START EXTRACTED TEXT

Monday, March 31, 2008

What Lies Beneath: Is Belief A Big Con?

Belief is a fundamental aspect of the human condition. Philosophers have wrangled with it for millennia, yet it remains a deeply enigmatic phenomenon. Belief is woven into our culture, religion, politics, education and language. We are taught to believe in things. Believe in God. Believe in a worthwhile cause. Believe in the American way of life. Believe in freedom. Believe in Santa Claus. Believe in life after death. Whatever we decide to turn our attention to, believing in something is better than believing in nothing. Or is it?

It is useful to consider belief as a psychological condition rather than a philosophical standpoint. Belief is often perceived as the forerunner to knowledge; knowledge being classified as proven, true belief. Though the concept of criteria for truth seems vaguely preposterous to me. Belief is a propositional idea, a suggestion, a work of conjecture. It is at best a working model. Though this does not dilute the potency of belief in any way. On the contrary, belief is a blade that sculpts wood as readily as it cuts throats. Is the wielder of a belief as responsible for its use as the originator of the belief?

Challenging Beliefs

Certain belief systems are so important and deep seated, that those with heavily vested interests in their preservation will go to extraordinary lengths to defend them.

An historical blink of an eye ago (375 years), Galileo was forced to stand trial for heresy by the Catholic Church for claiming that the earth revolved around the sun. The sentence meted out to him saw all his published works banned, required him to renounce his heretical notions, and worse, the 69 year old physicist and astronomer was ordered imprisoned. The sentence was later commuted to house arrest, under which he spent the last 9 years of his life, eventually going blind.

In 1947 psychoanalyst Wilhelm Reich was pursued by the American authorities because they didn’t like his concept of orgone energy (a cosmic electro-magnetic energy) and the machines he built to harness its health promoting benefits. Reich posited that all illness originated from the depletion or blockage of orgone flow within the body. His machines accumulated atmospheric orgone flow and focussed it on an individual who would sit inside a phone booth style box. Reich claimed the orgone accumulators could help cure many common and more serious ailments including cancer. Someone somewhere didn’t want this research to continue.

END EXTRACTED TEXT

**REQUIREMENT 1**. Name every object of belief in the blog post on belief that follows the imperative "Believe in" in its opening paragraph.
**REQUIREMENT 2**. Reproduce verbatim the passage of the blog post on belief from "What Lies Beneath: Is" to "nothing. Or is it?".
Answer using only the blog post on belief.

START MATERIAL PROVIDED

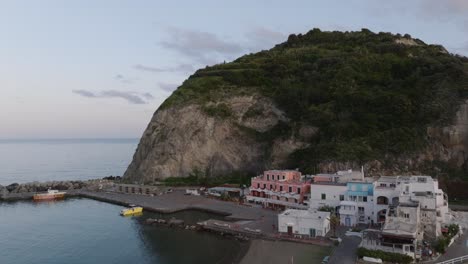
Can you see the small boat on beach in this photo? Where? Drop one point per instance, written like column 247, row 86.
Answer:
column 49, row 195
column 132, row 210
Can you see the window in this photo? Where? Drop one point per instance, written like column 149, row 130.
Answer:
column 421, row 179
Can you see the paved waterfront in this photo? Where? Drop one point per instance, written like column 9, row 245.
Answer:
column 254, row 218
column 345, row 253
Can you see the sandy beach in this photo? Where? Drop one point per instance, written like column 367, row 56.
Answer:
column 272, row 252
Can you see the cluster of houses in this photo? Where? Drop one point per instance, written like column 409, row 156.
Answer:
column 401, row 211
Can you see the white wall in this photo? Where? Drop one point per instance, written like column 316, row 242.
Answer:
column 332, row 193
column 302, row 225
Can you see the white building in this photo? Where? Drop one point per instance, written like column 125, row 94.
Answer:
column 310, row 223
column 421, row 190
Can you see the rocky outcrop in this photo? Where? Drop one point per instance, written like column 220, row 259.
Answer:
column 181, row 140
column 447, row 144
column 312, row 102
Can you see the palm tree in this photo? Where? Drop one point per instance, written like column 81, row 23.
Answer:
column 334, row 223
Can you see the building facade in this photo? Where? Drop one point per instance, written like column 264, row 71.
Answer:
column 308, row 223
column 357, row 207
column 280, row 189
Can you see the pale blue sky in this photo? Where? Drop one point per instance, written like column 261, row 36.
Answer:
column 100, row 68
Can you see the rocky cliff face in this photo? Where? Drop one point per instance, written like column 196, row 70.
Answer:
column 322, row 101
column 447, row 144
column 181, row 140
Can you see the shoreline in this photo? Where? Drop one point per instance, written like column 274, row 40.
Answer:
column 253, row 217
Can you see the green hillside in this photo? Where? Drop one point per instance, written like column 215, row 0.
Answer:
column 372, row 95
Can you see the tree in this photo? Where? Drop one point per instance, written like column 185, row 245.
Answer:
column 334, row 223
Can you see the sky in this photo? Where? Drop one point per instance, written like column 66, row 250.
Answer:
column 99, row 69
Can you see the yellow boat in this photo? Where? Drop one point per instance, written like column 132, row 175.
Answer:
column 133, row 210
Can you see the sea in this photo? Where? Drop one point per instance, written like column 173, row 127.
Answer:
column 80, row 230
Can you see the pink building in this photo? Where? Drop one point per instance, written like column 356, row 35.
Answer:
column 279, row 189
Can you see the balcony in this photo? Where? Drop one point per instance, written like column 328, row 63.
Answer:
column 274, row 201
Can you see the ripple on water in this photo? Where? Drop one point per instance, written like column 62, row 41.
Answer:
column 87, row 231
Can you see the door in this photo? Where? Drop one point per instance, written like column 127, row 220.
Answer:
column 312, row 232
column 347, row 221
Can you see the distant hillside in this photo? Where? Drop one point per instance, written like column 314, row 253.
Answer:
column 319, row 101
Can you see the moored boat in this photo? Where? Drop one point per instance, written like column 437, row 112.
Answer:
column 133, row 210
column 49, row 195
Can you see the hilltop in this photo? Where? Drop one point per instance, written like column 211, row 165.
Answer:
column 319, row 101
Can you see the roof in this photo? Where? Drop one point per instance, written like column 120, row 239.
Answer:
column 305, row 213
column 399, row 228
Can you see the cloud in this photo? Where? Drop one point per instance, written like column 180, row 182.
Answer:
column 123, row 79
column 264, row 38
column 178, row 68
column 85, row 93
column 168, row 87
column 147, row 96
column 199, row 45
column 130, row 97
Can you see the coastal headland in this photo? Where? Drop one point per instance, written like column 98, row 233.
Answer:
column 240, row 220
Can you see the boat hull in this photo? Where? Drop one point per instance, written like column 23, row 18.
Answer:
column 132, row 211
column 46, row 197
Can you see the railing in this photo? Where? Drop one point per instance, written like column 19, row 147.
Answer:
column 461, row 259
column 273, row 201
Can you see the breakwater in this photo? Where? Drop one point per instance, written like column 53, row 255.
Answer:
column 17, row 191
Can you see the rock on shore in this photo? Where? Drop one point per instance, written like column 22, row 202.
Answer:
column 34, row 187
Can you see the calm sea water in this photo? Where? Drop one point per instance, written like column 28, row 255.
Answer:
column 87, row 231
column 63, row 159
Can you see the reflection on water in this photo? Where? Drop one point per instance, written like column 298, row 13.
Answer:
column 87, row 231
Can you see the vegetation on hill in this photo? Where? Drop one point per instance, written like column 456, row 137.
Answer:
column 371, row 95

END MATERIAL PROVIDED

**WRITTEN RESPONSE 1**.
- God
- a worthwhile cause
- the American way of life
- freedom
- Santa Claus
- life after death

**WRITTEN RESPONSE 2**.
What Lies Beneath: Is Belief A Big Con?

Belief is a fundamental aspect of the human condition. Philosophers have wrangled with it for millennia, yet it remains a deeply enigmatic phenomenon. Belief is woven into our culture, religion, politics, education and language. We are taught to believe in things. Believe in God. Believe in a worthwhile cause. Believe in the American way of life. Believe in freedom. Believe in Santa Claus. Believe in life after death. Whatever we decide to turn our attention to, believing in something is better than believing in nothing. Or is it?